■ **Instructions to follow**
How many lines in the material below contain the word "wooden"? Reply with the number alone.

[BEGIN Exercise material]

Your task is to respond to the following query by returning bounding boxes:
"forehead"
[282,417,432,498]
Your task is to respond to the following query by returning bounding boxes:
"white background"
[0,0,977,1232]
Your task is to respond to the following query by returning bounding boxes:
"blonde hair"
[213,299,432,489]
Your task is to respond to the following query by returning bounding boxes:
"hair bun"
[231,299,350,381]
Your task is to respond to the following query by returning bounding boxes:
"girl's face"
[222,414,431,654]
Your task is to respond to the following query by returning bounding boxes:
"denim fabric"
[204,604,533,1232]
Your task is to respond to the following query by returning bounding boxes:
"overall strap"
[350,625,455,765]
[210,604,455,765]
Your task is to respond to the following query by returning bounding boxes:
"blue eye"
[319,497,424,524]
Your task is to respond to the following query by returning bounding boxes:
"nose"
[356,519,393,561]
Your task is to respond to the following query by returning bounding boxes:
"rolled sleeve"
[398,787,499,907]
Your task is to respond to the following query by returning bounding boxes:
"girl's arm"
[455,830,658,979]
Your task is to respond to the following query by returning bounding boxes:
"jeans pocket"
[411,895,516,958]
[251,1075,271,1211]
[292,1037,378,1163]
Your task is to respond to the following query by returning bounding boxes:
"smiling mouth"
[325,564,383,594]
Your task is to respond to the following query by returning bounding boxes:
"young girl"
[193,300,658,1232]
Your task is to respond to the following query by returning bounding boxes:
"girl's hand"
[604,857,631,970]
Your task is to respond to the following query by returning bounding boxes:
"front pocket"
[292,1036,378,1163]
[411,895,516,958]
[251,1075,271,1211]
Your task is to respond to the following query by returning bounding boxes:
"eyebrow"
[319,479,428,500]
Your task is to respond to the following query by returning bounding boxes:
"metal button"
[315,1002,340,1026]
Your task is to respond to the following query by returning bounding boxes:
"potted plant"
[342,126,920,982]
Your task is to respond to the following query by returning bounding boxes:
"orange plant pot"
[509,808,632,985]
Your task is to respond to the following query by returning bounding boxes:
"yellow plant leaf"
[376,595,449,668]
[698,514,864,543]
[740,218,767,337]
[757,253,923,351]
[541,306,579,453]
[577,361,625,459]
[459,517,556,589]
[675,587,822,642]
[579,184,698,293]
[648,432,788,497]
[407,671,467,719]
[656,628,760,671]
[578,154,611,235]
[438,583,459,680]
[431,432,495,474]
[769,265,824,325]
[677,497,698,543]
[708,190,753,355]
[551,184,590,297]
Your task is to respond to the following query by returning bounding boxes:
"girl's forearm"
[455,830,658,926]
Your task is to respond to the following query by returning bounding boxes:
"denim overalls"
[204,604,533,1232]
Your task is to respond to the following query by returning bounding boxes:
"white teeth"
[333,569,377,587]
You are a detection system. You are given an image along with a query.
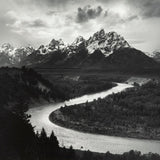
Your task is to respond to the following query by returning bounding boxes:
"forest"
[50,80,160,139]
[0,108,160,160]
[0,67,160,160]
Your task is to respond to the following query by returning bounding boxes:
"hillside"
[50,81,160,140]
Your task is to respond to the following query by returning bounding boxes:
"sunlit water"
[28,83,160,154]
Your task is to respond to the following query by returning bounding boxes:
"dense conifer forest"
[50,80,160,139]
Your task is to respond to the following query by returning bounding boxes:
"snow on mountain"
[0,29,130,64]
[38,39,67,55]
[86,29,130,57]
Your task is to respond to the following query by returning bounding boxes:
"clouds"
[0,0,160,52]
[76,5,103,23]
[22,19,47,28]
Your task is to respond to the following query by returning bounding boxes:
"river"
[27,83,160,154]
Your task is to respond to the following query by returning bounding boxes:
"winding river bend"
[28,83,160,154]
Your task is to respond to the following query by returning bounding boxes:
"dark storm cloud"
[22,19,47,28]
[97,0,160,18]
[15,0,75,7]
[76,5,103,23]
[139,0,160,18]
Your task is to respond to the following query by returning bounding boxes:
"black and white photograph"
[0,0,160,160]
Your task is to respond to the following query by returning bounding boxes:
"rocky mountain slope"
[0,29,157,69]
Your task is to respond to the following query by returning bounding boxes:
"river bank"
[49,81,160,140]
[27,83,160,154]
[49,109,160,140]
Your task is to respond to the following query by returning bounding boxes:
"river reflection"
[28,83,160,154]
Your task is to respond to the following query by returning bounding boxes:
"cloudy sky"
[0,0,160,52]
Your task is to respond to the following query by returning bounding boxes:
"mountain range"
[0,29,160,69]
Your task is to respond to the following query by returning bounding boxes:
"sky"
[0,0,160,52]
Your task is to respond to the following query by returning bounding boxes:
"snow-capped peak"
[86,29,130,56]
[72,36,85,46]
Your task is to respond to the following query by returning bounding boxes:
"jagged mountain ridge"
[0,29,157,69]
[0,29,130,64]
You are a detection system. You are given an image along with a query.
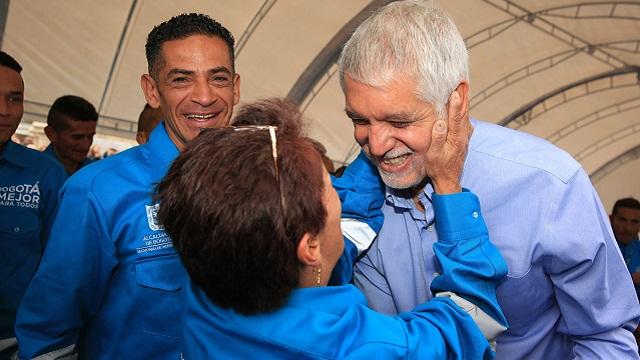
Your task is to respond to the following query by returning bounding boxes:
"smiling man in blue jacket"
[16,14,240,359]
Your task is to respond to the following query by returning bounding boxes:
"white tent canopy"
[0,0,640,209]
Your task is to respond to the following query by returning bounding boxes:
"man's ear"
[233,74,240,105]
[447,80,469,114]
[140,74,160,109]
[296,233,322,266]
[44,125,58,143]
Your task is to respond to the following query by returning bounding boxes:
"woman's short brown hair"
[156,99,326,314]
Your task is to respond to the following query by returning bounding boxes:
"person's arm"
[541,169,640,359]
[15,179,116,359]
[329,152,385,285]
[431,190,507,340]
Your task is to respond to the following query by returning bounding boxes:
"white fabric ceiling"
[0,0,640,209]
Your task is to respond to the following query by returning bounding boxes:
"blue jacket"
[16,126,186,359]
[0,141,67,339]
[183,192,507,360]
[16,126,392,359]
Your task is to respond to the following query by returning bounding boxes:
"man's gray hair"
[338,0,469,118]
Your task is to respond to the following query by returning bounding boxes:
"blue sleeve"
[329,152,385,285]
[431,190,507,326]
[15,179,116,359]
[40,163,67,249]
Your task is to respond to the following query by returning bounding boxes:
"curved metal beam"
[480,0,628,68]
[235,0,277,59]
[540,1,640,20]
[287,0,396,105]
[589,145,640,184]
[498,66,640,128]
[547,97,640,144]
[0,0,9,49]
[97,0,138,114]
[574,123,640,162]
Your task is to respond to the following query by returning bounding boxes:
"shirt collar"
[0,140,33,168]
[145,122,180,184]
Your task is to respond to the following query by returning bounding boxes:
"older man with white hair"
[339,1,640,359]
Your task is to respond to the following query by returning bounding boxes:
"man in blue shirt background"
[44,95,98,175]
[339,1,640,359]
[16,14,240,359]
[0,52,66,359]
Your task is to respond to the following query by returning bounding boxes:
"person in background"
[44,95,98,175]
[136,104,163,144]
[309,139,335,174]
[0,51,67,359]
[609,197,640,294]
[338,1,640,359]
[157,100,507,359]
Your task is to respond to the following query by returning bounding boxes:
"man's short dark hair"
[145,13,235,79]
[156,97,327,314]
[0,51,22,74]
[611,197,640,215]
[47,95,98,131]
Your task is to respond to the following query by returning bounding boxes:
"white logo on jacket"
[144,204,164,231]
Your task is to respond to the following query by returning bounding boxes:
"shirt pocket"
[135,254,186,339]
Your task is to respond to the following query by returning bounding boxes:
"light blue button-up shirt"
[355,120,640,359]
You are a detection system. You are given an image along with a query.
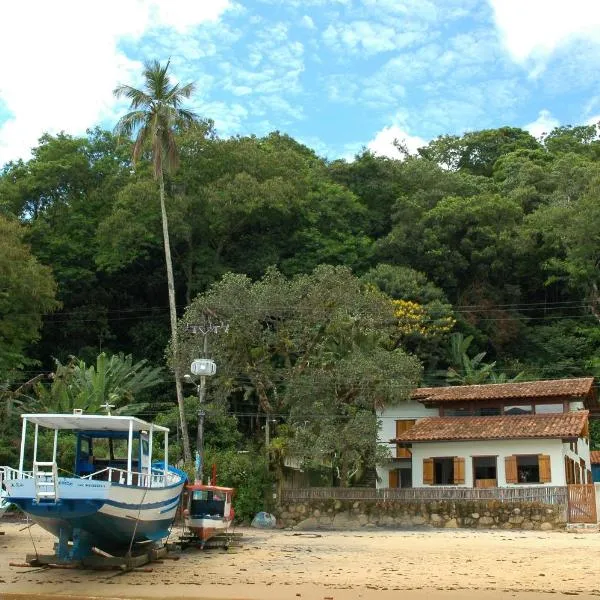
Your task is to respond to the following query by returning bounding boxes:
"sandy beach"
[0,522,600,600]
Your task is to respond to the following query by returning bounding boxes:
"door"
[567,483,597,523]
[473,456,498,488]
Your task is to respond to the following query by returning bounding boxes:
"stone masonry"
[277,499,566,530]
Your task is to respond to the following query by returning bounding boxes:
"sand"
[0,522,600,600]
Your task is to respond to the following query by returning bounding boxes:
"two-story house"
[377,377,597,488]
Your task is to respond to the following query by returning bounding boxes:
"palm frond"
[113,85,154,108]
[131,123,152,164]
[152,132,163,179]
[114,110,148,138]
[144,60,171,102]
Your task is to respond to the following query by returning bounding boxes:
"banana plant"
[36,352,164,414]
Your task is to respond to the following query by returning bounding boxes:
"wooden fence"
[281,486,568,506]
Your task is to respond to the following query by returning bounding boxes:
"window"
[423,456,465,485]
[433,458,454,485]
[517,456,540,483]
[444,407,473,417]
[475,406,501,417]
[504,404,533,415]
[505,454,552,485]
[473,456,496,481]
[390,419,416,458]
[535,402,563,415]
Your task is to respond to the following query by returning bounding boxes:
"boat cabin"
[183,483,233,519]
[13,411,172,487]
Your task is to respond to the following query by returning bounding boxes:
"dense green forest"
[0,116,600,510]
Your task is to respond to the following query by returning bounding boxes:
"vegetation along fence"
[281,486,568,505]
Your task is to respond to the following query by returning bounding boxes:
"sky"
[0,0,600,165]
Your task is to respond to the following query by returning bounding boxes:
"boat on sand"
[4,410,187,560]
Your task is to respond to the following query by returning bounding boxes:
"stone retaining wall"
[277,500,566,530]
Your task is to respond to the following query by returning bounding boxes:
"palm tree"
[114,60,199,462]
[35,352,163,414]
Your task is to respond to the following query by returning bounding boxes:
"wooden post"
[33,423,40,463]
[127,419,133,485]
[19,419,27,473]
[164,431,169,487]
[52,429,58,462]
[148,423,154,487]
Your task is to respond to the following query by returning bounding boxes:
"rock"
[508,516,525,525]
[294,517,319,531]
[332,512,358,529]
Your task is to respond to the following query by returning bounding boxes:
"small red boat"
[183,483,235,544]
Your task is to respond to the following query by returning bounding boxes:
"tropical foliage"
[0,95,600,492]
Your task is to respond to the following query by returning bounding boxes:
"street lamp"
[183,358,217,483]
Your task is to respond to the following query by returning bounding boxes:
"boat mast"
[127,419,133,485]
[19,417,27,473]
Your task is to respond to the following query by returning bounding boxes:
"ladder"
[33,461,59,502]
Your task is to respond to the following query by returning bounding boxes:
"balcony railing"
[281,486,567,505]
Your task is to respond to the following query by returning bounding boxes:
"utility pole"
[196,332,208,483]
[184,311,229,483]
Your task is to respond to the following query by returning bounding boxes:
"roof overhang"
[21,413,169,433]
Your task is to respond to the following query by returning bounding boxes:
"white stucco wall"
[412,440,566,487]
[377,400,440,488]
[377,400,440,444]
[563,438,592,477]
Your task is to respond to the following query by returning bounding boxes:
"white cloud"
[323,21,427,54]
[524,108,560,138]
[367,125,427,159]
[0,0,230,165]
[300,15,316,29]
[490,0,600,62]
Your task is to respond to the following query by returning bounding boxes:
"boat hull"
[6,477,185,553]
[185,517,231,542]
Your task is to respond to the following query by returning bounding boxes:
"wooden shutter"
[504,456,519,483]
[454,456,465,484]
[423,458,433,485]
[538,454,552,483]
[396,419,416,458]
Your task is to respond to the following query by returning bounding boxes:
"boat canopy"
[21,414,169,433]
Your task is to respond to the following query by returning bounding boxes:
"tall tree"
[114,61,199,461]
[0,215,59,380]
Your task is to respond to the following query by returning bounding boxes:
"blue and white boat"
[4,411,187,560]
[0,486,10,519]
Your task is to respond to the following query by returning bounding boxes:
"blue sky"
[0,0,600,164]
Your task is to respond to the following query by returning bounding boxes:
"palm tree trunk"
[158,169,192,463]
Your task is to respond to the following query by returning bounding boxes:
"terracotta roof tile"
[412,377,594,402]
[392,410,588,442]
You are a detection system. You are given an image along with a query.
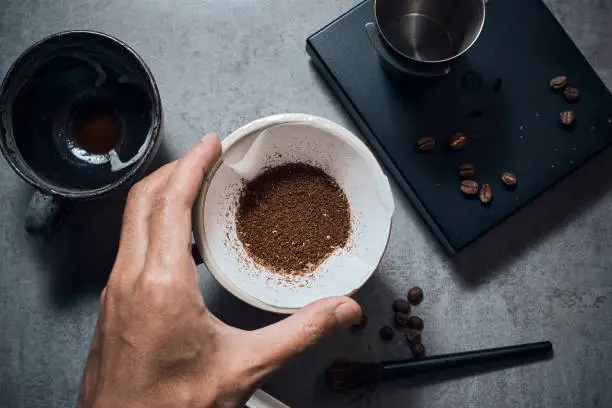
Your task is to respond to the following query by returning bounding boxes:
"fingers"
[249,297,362,372]
[109,162,176,282]
[150,134,221,262]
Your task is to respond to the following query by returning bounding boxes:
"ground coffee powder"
[236,163,351,274]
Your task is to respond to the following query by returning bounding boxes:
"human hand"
[78,135,361,408]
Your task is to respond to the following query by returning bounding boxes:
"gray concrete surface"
[0,0,612,408]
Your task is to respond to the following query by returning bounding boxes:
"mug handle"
[25,190,72,241]
[191,242,204,265]
[365,22,450,78]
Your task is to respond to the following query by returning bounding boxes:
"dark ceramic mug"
[0,31,162,238]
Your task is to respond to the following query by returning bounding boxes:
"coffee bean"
[563,86,580,102]
[417,136,436,152]
[408,316,425,331]
[493,78,502,92]
[502,171,516,187]
[378,326,395,341]
[461,180,478,195]
[459,163,476,178]
[393,299,410,314]
[408,286,423,305]
[550,75,567,90]
[351,314,368,331]
[395,312,410,327]
[478,184,493,204]
[406,330,421,344]
[410,343,425,357]
[448,133,467,150]
[561,111,576,126]
[467,109,484,118]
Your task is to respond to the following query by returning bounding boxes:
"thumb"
[251,296,362,371]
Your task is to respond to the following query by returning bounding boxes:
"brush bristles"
[325,361,382,391]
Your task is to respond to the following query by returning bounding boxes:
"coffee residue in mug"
[236,163,351,274]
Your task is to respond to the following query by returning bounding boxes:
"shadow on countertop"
[33,136,175,308]
[451,149,612,287]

[END Exercise material]

■ **Reply to the task**
3